● **SUPPLIED MATERIAL**:
:::::

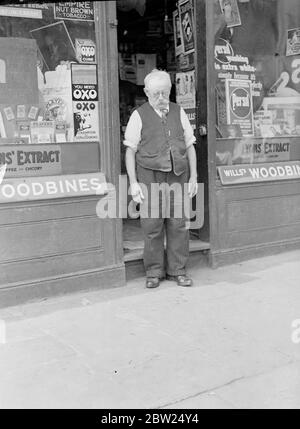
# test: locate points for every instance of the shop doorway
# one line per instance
(146, 41)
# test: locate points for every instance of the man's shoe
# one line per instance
(152, 282)
(182, 280)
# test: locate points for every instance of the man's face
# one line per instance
(158, 94)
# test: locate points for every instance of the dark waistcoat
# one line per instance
(162, 146)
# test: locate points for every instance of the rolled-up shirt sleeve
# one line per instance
(133, 131)
(189, 137)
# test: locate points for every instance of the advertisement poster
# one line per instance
(28, 160)
(187, 26)
(186, 94)
(239, 105)
(85, 102)
(293, 42)
(55, 44)
(80, 11)
(177, 34)
(231, 12)
(85, 51)
(57, 101)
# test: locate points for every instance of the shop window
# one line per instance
(49, 94)
(257, 72)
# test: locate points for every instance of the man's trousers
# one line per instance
(163, 214)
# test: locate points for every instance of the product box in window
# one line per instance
(42, 131)
(57, 100)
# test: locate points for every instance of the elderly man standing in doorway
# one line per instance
(159, 140)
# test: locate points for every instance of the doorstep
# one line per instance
(133, 257)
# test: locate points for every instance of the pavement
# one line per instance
(231, 341)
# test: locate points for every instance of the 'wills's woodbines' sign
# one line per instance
(235, 175)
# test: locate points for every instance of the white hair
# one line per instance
(157, 76)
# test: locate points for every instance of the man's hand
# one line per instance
(136, 193)
(192, 187)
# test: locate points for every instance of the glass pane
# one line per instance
(257, 70)
(48, 85)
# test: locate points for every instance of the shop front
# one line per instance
(253, 81)
(70, 76)
(56, 149)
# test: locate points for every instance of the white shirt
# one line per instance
(134, 128)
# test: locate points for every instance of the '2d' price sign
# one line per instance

:::::

● **THE PROBLEM**: Update all the records by replacing "locate points for every instance of" with "mark a point on each" and leaving everything else unchanged. Omit the pictures when you write the lines out.

● **ANSWER TO THIS EXERCISE**:
# test: mark a point on each the shop doorway
# one line per instance
(146, 41)
# test: mark a point on each the man's shoe
# one line per instance
(152, 282)
(182, 280)
# test: mark a point on each the man's face
# one line per instance
(158, 94)
# test: mark a point on each the dark waistcoat
# one line per instance
(162, 146)
# test: mark a point on each the rolled-up shirt sleeve
# one line per instance
(133, 131)
(189, 137)
# test: mark a point on each the advertisement poster
# one line per instance
(28, 160)
(187, 26)
(186, 94)
(239, 105)
(85, 102)
(293, 42)
(55, 44)
(80, 11)
(177, 34)
(231, 12)
(85, 51)
(57, 101)
# test: mark a point on each the shop window
# one line per instance
(49, 94)
(257, 72)
# test: mark a point on each the man's trousers
# one line per instance
(163, 214)
# test: mark a point on each the product box in window
# one line per instance
(42, 131)
(57, 100)
# test: mark a point on each the elderly man standing in doorway
# one line per instance
(159, 140)
# test: mark a point on each the doorstep
# one line per instance
(133, 257)
# test: mark a point on each the pavement
# one line per instance
(231, 341)
# test: mark a point on each the 'wills's woodbines' sign
# one line per instance
(235, 175)
# test: mark a point on each the white hair
# one line per instance
(157, 76)
# test: mark a point on each the man's hand
# one line per instance
(136, 193)
(192, 187)
# test: mark a point on each the glass pane
# one line per instance
(257, 70)
(48, 85)
# test: mark a point on each the shop front
# one line per instance
(253, 81)
(70, 76)
(56, 149)
# test: mark a point on each the white shirt
# one line per instance
(134, 128)
# test: mark a point on each the '2d' price sign
# one line per instance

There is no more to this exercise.